The request: Every record below is to be retyped exactly.
::: Entries supplied :::
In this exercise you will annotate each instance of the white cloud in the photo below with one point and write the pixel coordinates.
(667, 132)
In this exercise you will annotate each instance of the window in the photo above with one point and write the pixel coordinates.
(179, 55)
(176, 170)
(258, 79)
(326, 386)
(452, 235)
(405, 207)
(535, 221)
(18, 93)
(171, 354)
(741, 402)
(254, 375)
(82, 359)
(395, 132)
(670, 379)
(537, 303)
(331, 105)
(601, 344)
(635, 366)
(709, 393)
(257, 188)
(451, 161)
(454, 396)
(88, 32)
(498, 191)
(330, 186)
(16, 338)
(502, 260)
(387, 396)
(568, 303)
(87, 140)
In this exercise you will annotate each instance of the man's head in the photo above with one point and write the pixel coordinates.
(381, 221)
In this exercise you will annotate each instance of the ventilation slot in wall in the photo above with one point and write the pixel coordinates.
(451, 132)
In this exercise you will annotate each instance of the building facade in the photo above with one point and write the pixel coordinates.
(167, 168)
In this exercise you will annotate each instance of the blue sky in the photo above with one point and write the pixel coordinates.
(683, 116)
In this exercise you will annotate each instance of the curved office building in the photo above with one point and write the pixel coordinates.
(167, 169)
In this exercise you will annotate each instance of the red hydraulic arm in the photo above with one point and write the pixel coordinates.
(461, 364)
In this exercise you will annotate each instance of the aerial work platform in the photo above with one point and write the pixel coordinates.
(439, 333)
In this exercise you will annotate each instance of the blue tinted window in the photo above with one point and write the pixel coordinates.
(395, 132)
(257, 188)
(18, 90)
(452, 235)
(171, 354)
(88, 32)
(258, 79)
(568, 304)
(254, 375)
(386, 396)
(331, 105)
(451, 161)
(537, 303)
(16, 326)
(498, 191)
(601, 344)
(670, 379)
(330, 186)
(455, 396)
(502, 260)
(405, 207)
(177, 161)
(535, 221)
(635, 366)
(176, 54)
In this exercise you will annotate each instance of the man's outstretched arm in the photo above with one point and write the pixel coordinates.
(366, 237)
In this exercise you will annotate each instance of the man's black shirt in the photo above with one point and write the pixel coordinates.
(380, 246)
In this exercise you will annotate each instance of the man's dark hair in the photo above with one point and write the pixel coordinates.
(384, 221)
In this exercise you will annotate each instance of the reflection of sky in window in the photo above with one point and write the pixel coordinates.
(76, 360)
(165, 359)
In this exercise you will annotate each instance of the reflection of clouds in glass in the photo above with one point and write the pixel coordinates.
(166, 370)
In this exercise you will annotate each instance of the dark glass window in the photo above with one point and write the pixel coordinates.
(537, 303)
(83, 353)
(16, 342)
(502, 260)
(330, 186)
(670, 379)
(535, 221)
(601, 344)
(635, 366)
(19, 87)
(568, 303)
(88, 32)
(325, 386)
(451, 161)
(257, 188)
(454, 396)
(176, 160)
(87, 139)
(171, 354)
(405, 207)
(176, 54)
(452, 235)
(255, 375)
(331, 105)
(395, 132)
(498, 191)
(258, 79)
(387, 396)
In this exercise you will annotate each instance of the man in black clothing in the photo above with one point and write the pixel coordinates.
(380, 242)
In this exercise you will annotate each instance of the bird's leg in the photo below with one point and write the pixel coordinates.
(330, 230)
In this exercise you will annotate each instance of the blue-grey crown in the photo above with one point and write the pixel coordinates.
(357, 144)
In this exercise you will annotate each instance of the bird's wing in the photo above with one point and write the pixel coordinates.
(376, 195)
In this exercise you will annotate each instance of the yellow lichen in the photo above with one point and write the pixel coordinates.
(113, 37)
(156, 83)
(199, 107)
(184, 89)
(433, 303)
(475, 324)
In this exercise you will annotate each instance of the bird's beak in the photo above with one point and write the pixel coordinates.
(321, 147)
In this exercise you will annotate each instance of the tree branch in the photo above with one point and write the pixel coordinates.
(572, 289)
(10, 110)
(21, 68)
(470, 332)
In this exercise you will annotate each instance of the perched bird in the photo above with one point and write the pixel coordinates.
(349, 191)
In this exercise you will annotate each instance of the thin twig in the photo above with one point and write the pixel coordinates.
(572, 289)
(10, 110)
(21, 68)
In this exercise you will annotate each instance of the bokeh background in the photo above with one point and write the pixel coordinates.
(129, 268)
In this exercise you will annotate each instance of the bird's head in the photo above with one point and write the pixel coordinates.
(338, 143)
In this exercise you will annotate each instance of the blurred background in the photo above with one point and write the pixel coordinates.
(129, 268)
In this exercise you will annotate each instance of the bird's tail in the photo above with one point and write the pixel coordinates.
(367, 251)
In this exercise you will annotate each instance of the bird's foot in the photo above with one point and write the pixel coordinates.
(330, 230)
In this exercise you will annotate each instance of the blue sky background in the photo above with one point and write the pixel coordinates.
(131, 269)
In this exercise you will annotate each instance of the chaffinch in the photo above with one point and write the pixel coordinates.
:::
Solution to the problem:
In this exercise you will annotate each instance of the white cloud in the photo below with one point and write the pixel coordinates.
(667, 132)
In this exercise you will annotate each instance of the window in the photo above with one point and write the pixel coordinates.
(179, 55)
(176, 170)
(258, 79)
(326, 386)
(452, 235)
(405, 207)
(535, 221)
(18, 93)
(171, 354)
(741, 402)
(254, 375)
(82, 359)
(395, 132)
(670, 379)
(537, 303)
(331, 105)
(601, 344)
(635, 366)
(709, 393)
(257, 188)
(451, 161)
(454, 396)
(88, 32)
(498, 191)
(330, 186)
(16, 338)
(502, 260)
(387, 396)
(568, 303)
(87, 140)
In this exercise you will annotate each instance of the man's head in the photo above with one point and write the pixel coordinates.
(381, 221)
In this exercise you will annotate each instance of the ventilation slot in wall in the photo above with one point and write the pixel coordinates.
(451, 132)
In this exercise you will annotate each instance of the building facade in the photo above with one point and write the pixel coordinates.
(167, 168)
In this exercise you will annotate each instance of the blue sky in the photo above with one point and write the pixel coordinates.
(683, 116)
In this exercise you will annotate each instance of the curved office building in the photo above with one point and write the pixel coordinates.
(167, 169)
In this exercise you will annotate each instance of the red hydraulic arm in the photo above with one point and write the pixel coordinates.
(461, 364)
In this exercise you will annotate each instance of the aerial work platform in the photo above with one point and write the pixel coordinates.
(439, 333)
In this exercise you will annotate each instance of the blue tinted window in the photo above with one point and write the pixel coordinates.
(395, 132)
(257, 188)
(18, 90)
(452, 235)
(171, 354)
(88, 32)
(258, 79)
(568, 304)
(254, 375)
(386, 396)
(331, 105)
(451, 161)
(537, 303)
(16, 326)
(498, 191)
(601, 344)
(670, 379)
(330, 186)
(455, 396)
(502, 260)
(405, 207)
(177, 161)
(535, 221)
(635, 366)
(176, 54)
In this exercise you will annotate each instance of the man's outstretched arm in the photo above with one point and write the pixel coordinates.
(366, 237)
In this exercise you will annotate each instance of the man's black shirt in the photo above with one point and write the pixel coordinates.
(380, 246)
In this exercise you will annotate each instance of the man's dark hair in the photo above with one point and write the pixel coordinates.
(384, 221)
In this exercise you will annotate each instance of the reflection of sky in window in the photo above with one point and write the pixel coordinates.
(76, 360)
(165, 359)
In this exercise you will annotate each instance of the reflection of clouds in glass in the photo above with one point and write the pixel coordinates.
(166, 370)
In this exercise you will annotate each instance of the dark glass window in the photo above with one point and write the pixel coordinates.
(537, 303)
(83, 353)
(16, 342)
(502, 260)
(330, 186)
(670, 379)
(535, 221)
(601, 344)
(635, 366)
(19, 87)
(568, 303)
(88, 32)
(325, 386)
(451, 161)
(257, 188)
(454, 396)
(176, 160)
(87, 139)
(171, 354)
(405, 207)
(176, 54)
(452, 235)
(255, 375)
(331, 105)
(395, 132)
(498, 191)
(258, 79)
(387, 396)
In this exercise you will annotate each instance of the man in black clothing in the photo above with one point and write the pixel coordinates.
(380, 242)
In this exercise you will annotate each instance of the bird's leg in the photo below with one point and write the pixel coordinates.
(330, 230)
In this exercise you will annotate each instance of the blue-grey crown in the photo above with one point and write the pixel coordinates.
(357, 144)
In this exercise you will annotate each instance of the bird's wing in the photo above with one point and write the pixel coordinates.
(376, 195)
In this exercise you will annotate each instance of the yellow lichen in the photo above with one point and write the pixel coordinates.
(113, 37)
(156, 83)
(199, 107)
(184, 89)
(433, 303)
(475, 324)
In this exercise you will annotate each instance of the bird's beak in the photo above with one point and write the pixel coordinates.
(321, 147)
In this exercise you will annotate each instance of the tree branch in the photo above with one point and write the pixel coordinates.
(572, 289)
(10, 110)
(21, 68)
(470, 332)
In this exercise you will annotate each instance of the perched bird in the photo above with one point and write the pixel coordinates.
(349, 191)
In this exercise you will annotate each instance of the thin twig in the photo above with one point and write the pixel coordinates.
(572, 289)
(10, 110)
(21, 68)
In this exercise you will annotate each instance of the bokeh background in the photo above with one point and write the pixel coordinates.
(129, 268)
In this exercise you will annotate each instance of the bird's head in the photo above with one point and write the pixel coordinates.
(338, 143)
In this exercise you will annotate each instance of the blurred background in the photo above with one point and write the pixel coordinates.
(129, 268)
In this exercise you will annotate each instance of the bird's tail in the photo above with one point and write the pixel coordinates.
(367, 251)
In this exercise you will annotate each instance of the bird's foot in the photo above with one point and write the pixel coordinates.
(330, 230)
In this exercise you will annotate each instance of the blue sky background in the photo above with one point and write the pixel coordinates.
(131, 269)
In this exercise you will annotate each instance of the chaffinch in the photo above with one point and write the pixel coordinates.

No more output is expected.